Science is not about standalone discoveries. Scientists share hypotheses, findings and conclusions to help build a concrete picture of the world. To enable such discussion and deliberate science’s role in shaping public policy, the American Association for the Advancement of Science held its annual conference on Feb. 16 in Boston. The theme this year was ‘serving society through science policy.’
Discussions such as these run the risk of harboring a political slant. Indeed, this was how the AAAS conference began, with AAAS President, Dr. Barbara Schaal, commenting on recent immigration restrictions. One of her main concerns was the possibility of the executive order disrupting scientific collaboration between nations.
Prof. Bruce Lewenstein, communication, a longtime member of AAAS, echoes some of Schaal’s sentiments; describing the organization as one devoted to maintaining the connection between scientific communities in the United States and the public. According to Lewenstein, the conference plays an important role in bringing scientists from different disciplines together.
“It’s a meeting intended to reach out to a broader audience at these spaces,” Lewenstein said.
“What happens at the meeting is rarely the most important thing. If you’re a geneticist, you will not necessarily be as informed as an ethicist. There are a lot of productive meetings for all kinds of scientists.”
One of the conference’s key goals was to address the growing challenges that scientists face in sharing their findings with the public, especially with the dissemination of so called ‘fake news’. An important seminar that set the tone for such discussions was led by Prof. Dan Kahan, law, Yale University, on how political and personal beliefs shape an individual’s interpretation of scientific facts.
According to Kahan, the effect of an individual’s beliefs on their acceptance of scientific facts can be modelled in two ways. The first, the information aggregator account model, sees our beliefs as the sum total of the information we are exposed to while the second, motivated processor account, suggests that we weigh information based on existing predispositions. While none can encapsulate the processes by which we evaluate information, Kahan presented further research on the topic. According to him, most people fully comprehend the scientific facts shown to them, regardless of their political stances, but their acceptance of such information depends on how it challenges their existing beliefs.
Cornell librarian Kelee Pacion, an expert on methods used to critically analyze information, echoes these sentiments and emphasizes the need to help people develop the skills to critically evaluate the quality of information.

■ PROMPT 1 ■
Translate into Spanish this sentence from the text on the AAAS conference: "Scientists share hypotheses, findings and conclusions to help build a concrete picture of the world."
■ PROMPT 2 ■
Decide whether each statement agrees with the text on the AAAS conference. Answer yes or no for each, and quote the words of the text that settle it.
(a) The conference took place in Boston on Feb. 16.
(b) According to Kahan, most people fail to understand scientific facts that go against their political stances.
(c) Kelee Pacion is a law professor at Yale University.

■ DATASET RECORDS ■

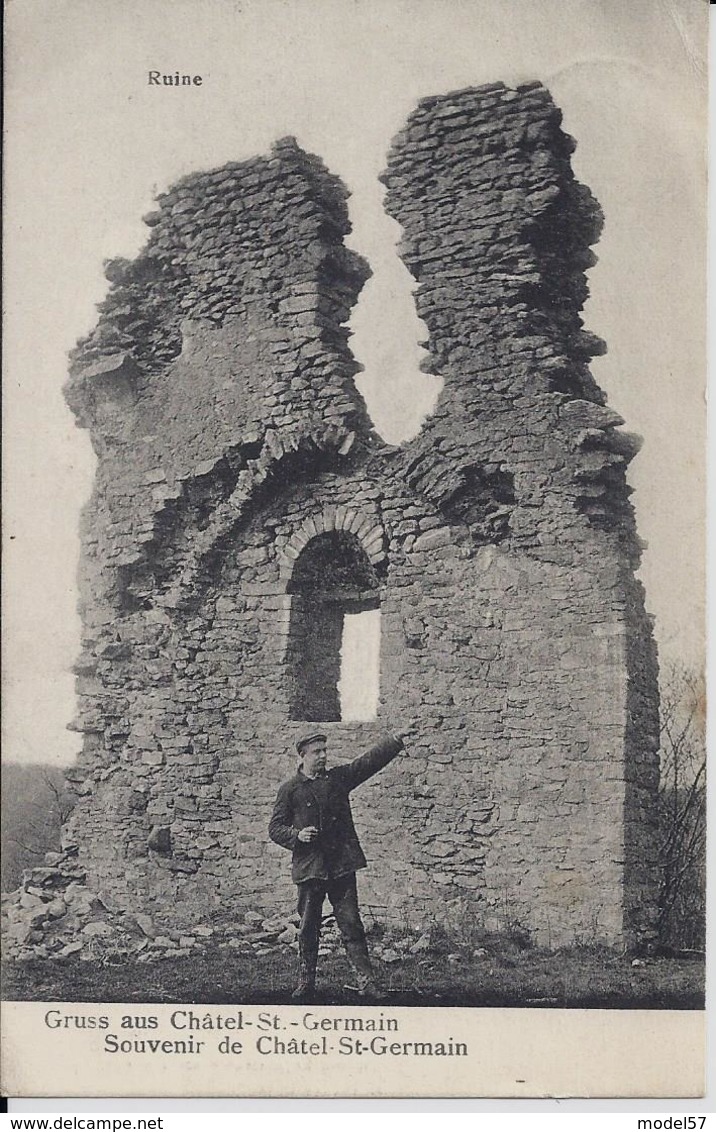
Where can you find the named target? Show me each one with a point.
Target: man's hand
(308, 833)
(406, 730)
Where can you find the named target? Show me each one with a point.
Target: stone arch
(365, 528)
(334, 580)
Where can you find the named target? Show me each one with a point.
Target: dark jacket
(325, 804)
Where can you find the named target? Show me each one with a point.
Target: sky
(89, 144)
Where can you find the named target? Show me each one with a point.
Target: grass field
(507, 977)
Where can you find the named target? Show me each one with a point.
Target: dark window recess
(333, 579)
(484, 502)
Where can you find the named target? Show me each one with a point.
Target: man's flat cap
(309, 737)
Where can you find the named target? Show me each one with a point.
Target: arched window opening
(334, 639)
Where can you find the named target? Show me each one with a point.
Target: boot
(305, 987)
(359, 958)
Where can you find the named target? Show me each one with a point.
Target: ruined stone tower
(243, 509)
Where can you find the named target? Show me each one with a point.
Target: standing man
(312, 817)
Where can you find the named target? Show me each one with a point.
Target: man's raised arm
(361, 769)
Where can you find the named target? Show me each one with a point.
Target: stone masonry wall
(499, 545)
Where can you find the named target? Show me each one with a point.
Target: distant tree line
(682, 811)
(34, 805)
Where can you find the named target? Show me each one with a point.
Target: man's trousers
(342, 892)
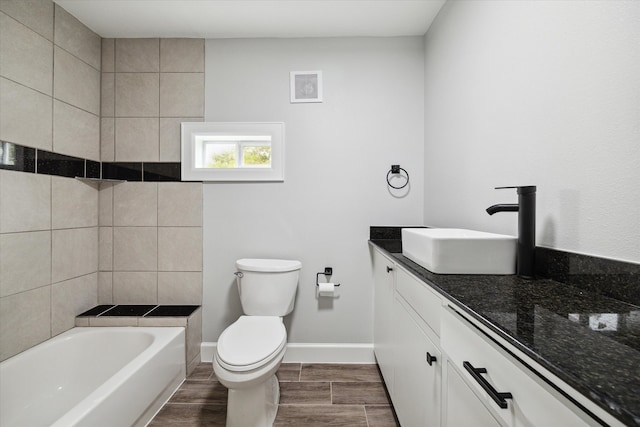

■ TASK SOLUTION 1 ■
Los científicos comparten hipótesis, hallazgos y conclusiones para ayudar a construir una imagen concreta del mundo.

■ TASK SOLUTION 2 ■
(a) Yes: "held its annual conference on Feb. 16 in Boston"
(b) No: "most people fully comprehend the scientific facts shown to them, regardless of their political stances"
(c) No: "Cornell librarian Kelee Pacion"